- Challenge A -
Arrange the entries from the line with "goalkeeper in orange" up to and including the line with "top-left (3, 17), bottom-right (400, 485)" as a Markdown table with the columns No. and Line, giving each row a number and leaving out blank lines.

[START Selected extract]

Skip to Content, Navigation, or Footer.

After almost five years of research, collecting data and analyzing it, two psychology graduate students found that members of stigmatized groups might employ strategies to cause good first impressions if they believe others have prejudices against them.

Psychology graduate student Becca Neel and post-doctoral research associate at the Global Institute of Sustainability Samantha Neufeld, who graduated from ASU with a doctorate in social psychology last year, published their findings in the Psychological Science journal this month.

Neel said they decided to focus the research on the person who was on the receiving end of prejudice because past data has only studied where prejudices come from and why they exist.

She said the team wanted to know whether members of stigmatized groups think prejudice is emotion- or threat-specific.

“If they think about it as something that’s emotion-specific, then they might do things to strategically … manage other people’s prejudice,” she said.

The research focused on two kinds of prejudice: disgust- and fear-based. For the disgust-based study, they recruited 75 psychology students who identified themselves as overweight and asked them to rank nine different strategies to create good first impressions.

The strategies included smiling, wearing clean clothes, making eye contact, nodding and arriving on time. The No. 1 strategy was wearing clean clothes.

“We wanted to recruit people from stigmatized groups or from non-stigmatized groups and see what they thought was important for making a good first impression,” she said. “When people are in situations where they think they might be stigmatized, is that actually changing their priorities for making a good first impression?”

[END Selected extract]
[START Data supplied]

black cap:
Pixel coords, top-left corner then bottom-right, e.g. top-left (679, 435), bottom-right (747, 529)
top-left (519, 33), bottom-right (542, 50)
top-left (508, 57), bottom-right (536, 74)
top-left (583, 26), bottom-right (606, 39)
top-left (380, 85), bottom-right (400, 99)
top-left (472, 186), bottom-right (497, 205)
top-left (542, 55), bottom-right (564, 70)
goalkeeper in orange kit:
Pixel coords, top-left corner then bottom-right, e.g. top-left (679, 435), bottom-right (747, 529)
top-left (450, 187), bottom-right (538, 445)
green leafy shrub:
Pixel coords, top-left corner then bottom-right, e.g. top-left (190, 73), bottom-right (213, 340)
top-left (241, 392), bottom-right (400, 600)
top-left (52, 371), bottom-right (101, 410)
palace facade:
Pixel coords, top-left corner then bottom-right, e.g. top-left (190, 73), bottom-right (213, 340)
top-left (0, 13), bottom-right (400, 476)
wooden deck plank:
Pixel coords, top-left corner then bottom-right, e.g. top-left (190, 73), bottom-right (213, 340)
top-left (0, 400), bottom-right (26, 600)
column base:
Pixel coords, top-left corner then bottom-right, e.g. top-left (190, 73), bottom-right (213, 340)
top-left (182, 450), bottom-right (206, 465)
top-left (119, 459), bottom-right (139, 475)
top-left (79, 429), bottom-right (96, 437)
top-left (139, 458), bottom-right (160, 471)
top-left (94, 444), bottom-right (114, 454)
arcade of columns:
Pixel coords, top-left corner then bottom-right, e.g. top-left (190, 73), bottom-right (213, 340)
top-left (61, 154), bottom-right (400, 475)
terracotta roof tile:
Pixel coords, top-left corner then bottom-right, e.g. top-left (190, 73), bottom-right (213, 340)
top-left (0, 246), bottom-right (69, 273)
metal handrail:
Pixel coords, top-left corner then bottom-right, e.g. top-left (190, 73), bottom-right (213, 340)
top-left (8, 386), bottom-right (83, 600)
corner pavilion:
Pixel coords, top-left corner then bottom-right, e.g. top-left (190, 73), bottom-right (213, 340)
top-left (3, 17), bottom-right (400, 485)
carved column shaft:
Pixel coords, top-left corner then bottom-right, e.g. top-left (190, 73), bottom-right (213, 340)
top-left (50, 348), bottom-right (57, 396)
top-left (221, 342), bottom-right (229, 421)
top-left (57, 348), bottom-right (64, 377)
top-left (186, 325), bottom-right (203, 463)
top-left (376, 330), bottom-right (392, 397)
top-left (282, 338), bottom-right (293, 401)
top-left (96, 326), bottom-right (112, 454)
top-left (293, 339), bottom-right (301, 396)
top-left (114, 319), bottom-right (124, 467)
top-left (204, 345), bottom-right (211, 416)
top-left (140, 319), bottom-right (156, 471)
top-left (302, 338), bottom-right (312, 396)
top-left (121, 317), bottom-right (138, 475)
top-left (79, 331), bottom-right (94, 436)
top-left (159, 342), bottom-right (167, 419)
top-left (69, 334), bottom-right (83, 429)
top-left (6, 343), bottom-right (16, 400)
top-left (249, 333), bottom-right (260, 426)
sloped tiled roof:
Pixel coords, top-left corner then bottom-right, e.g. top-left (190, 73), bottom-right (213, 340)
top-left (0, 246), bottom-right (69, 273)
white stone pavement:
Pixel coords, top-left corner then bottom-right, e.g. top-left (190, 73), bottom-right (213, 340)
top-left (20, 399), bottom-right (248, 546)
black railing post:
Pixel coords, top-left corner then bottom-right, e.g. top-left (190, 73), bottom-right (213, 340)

[END Data supplied]

- Challenge B -
Return the passage of the article on prejudice and first impressions from "Skip to Content, Navigation, or" up to and including "prejudices against them.", copied word for word.

- Output A -
| No. | Line |
|---|---|
| 1 | goalkeeper in orange kit: |
| 2 | Pixel coords, top-left corner then bottom-right, e.g. top-left (679, 435), bottom-right (747, 529) |
| 3 | top-left (450, 187), bottom-right (538, 445) |
| 4 | green leafy shrub: |
| 5 | Pixel coords, top-left corner then bottom-right, e.g. top-left (190, 73), bottom-right (213, 340) |
| 6 | top-left (241, 392), bottom-right (400, 600) |
| 7 | top-left (52, 371), bottom-right (101, 410) |
| 8 | palace facade: |
| 9 | Pixel coords, top-left corner then bottom-right, e.g. top-left (190, 73), bottom-right (213, 340) |
| 10 | top-left (0, 13), bottom-right (400, 476) |
| 11 | wooden deck plank: |
| 12 | Pixel coords, top-left corner then bottom-right, e.g. top-left (190, 73), bottom-right (213, 340) |
| 13 | top-left (0, 400), bottom-right (26, 600) |
| 14 | column base: |
| 15 | Pixel coords, top-left corner then bottom-right, e.g. top-left (190, 73), bottom-right (213, 340) |
| 16 | top-left (182, 450), bottom-right (206, 465) |
| 17 | top-left (119, 459), bottom-right (139, 475) |
| 18 | top-left (79, 429), bottom-right (96, 437) |
| 19 | top-left (139, 458), bottom-right (160, 471) |
| 20 | top-left (94, 444), bottom-right (114, 454) |
| 21 | arcade of columns: |
| 22 | Pixel coords, top-left corner then bottom-right, e.g. top-left (190, 73), bottom-right (213, 340) |
| 23 | top-left (61, 154), bottom-right (400, 475) |
| 24 | terracotta roof tile: |
| 25 | Pixel coords, top-left corner then bottom-right, e.g. top-left (190, 73), bottom-right (213, 340) |
| 26 | top-left (0, 246), bottom-right (69, 273) |
| 27 | metal handrail: |
| 28 | Pixel coords, top-left corner then bottom-right, e.g. top-left (190, 73), bottom-right (213, 340) |
| 29 | top-left (8, 386), bottom-right (83, 600) |
| 30 | corner pavilion: |
| 31 | Pixel coords, top-left corner then bottom-right, e.g. top-left (190, 73), bottom-right (213, 340) |
| 32 | top-left (3, 17), bottom-right (400, 485) |

- Output B -
Skip to Content, Navigation, or Footer.

After almost five years of research, collecting data and analyzing it, two psychology graduate students found that members of stigmatized groups might employ strategies to cause good first impressions if they believe others have prejudices against them.